APPLY WHAT YOU READ:
[a] In the news report on the Kelana Jaya LRT line, how many commuters did the line carry each day at its peak before the Covid-19 pandemic?
[b] Repeat the part of the news report on the Kelana Jaya LRT line from "The Kelana Jaya line" to "predicted maintenance cycle.".
[c] Pick up the news report on Kelana Jaya LRT train frequencies after its last sentence and continue it.

EXERCISE PASSAGE:
== Segment start ==
KUALA LUMPUR: Train frequencies along the Kelana Jaya LRT line are expected to improve by August as more trainsets are fixed, says Datuk Seri Dr Wee Ka Siong.

“Rail lines are practising preventive maintenance where trains will be serviced as a safety measure, hence, the reduction of frequencies,” he said in response to some commuters’ grouses of overcrowding on the line’s platforms during peak hours due to fewer trains running as a result of the need to speed up the scheduled maintenance regime lately, especially the brake systems.

The Kelana Jaya line is the country’s most well used metro line, carrying up to 330,000 commuters a day at its peak before the Covid-19 pandemic hit.

Of late, some trainsets had to be removed to allow for their brake systems to be refurbished, slightly ahead of the predicted maintenance cycle.

“For the safety of our commuters, we’re taking this measure to avoid incidents in the future.

“Subsequently, we hope to achieve our target of the ideal frequency of three minutes in November,” Dr Wee said after accompanying Prime Minister Datuk Seri Ismail Sabri Yaakob during the launch of Phase 1 of the Putrajaya MRT line at the Kampung Baru MRT station here yesterday.
== Segment end ==
GIVEN ENTRIES:
== Segment start ==
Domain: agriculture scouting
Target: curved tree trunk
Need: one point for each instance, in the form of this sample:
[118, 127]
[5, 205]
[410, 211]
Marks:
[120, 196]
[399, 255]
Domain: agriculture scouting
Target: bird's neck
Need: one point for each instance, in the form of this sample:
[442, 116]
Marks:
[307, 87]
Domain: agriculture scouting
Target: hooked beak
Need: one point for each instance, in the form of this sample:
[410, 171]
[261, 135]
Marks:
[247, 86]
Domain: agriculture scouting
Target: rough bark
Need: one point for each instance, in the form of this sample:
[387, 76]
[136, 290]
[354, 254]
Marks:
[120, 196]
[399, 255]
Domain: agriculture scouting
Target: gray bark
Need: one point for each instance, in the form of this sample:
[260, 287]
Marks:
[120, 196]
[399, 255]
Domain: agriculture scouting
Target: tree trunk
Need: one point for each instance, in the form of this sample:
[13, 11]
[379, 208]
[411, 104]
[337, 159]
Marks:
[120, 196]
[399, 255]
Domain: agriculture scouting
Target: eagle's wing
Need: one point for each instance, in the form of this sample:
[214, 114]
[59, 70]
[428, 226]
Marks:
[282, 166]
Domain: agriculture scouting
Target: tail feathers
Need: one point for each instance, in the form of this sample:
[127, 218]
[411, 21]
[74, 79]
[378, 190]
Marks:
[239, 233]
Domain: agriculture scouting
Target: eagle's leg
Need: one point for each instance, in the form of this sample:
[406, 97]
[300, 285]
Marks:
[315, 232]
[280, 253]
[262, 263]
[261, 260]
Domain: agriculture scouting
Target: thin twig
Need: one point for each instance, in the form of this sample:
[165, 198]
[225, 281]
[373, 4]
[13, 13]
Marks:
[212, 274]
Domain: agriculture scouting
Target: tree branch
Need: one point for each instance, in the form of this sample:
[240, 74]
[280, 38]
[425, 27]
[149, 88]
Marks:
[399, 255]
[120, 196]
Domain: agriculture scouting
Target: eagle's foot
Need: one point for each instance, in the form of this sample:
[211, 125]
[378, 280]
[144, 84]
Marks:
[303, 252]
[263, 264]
== Segment end ==
OUTPUTS IN ORDER:
[a] Up to 330,000 commuters a day.

[b]
The Kelana Jaya line is the country’s most well used metro line, carrying up to 330,000 commuters a day at its peak before the Covid-19 pandemic hit.

Of late, some trainsets had to be removed to allow for their brake systems to be refurbished, slightly ahead of the predicted maintenance cycle.

[c]
In response to public complaints about faulty escalators and lifts at train stations, Dr Wee explained that the ministry had instructed operators to prevent both facilities from breaking down at the same time in order to minimise inconvenience to commuters.

“Regarding the delay in servicing some escalators at certain train stations, this is due to a shortage of replacement parts from manufacturers in China (which were affected by prolonged shutdowns due to Covid-19),” he said, adding that Rapid Rail Sdn Bhd was also working closely with the Occupational Health and Safety Department (DOSH) from the Human Resources Ministry to inspect facilities at transport hubs, especially for commuters with mobility problems.

On this, Dr Wee said that both operators should uphold a high standard of maintenance culture to ensure the serviceability of public facilities.

“While the operators are working hard to maintain the facilities, the public should also play their part by caring for these facilities,” he added.

Meanwhile, Prasarana Malaysia Bhd group president and chief executive officer Mohd Azharuddin Mat Sah said they were currently working hard to speed up the procurement of spare parts from China, adding that Prasarana planned to implement improvements across all rail lines by September.

KTM Bhd chief executive officer Mohd Rani Hisham Samsudin, who was also present, said facilities in KTMB’s network were also facing the same problems.

“Five escalators and elevators along the KTMB stretch in Klang Valley and even the northern corridor are faulty.

“We are also waiting for the parts from China, which are expected to take about two to three months.

“To prevent this from happening again, we advise our service providers to maintain inventories so that we can obtain parts more easily,” he said.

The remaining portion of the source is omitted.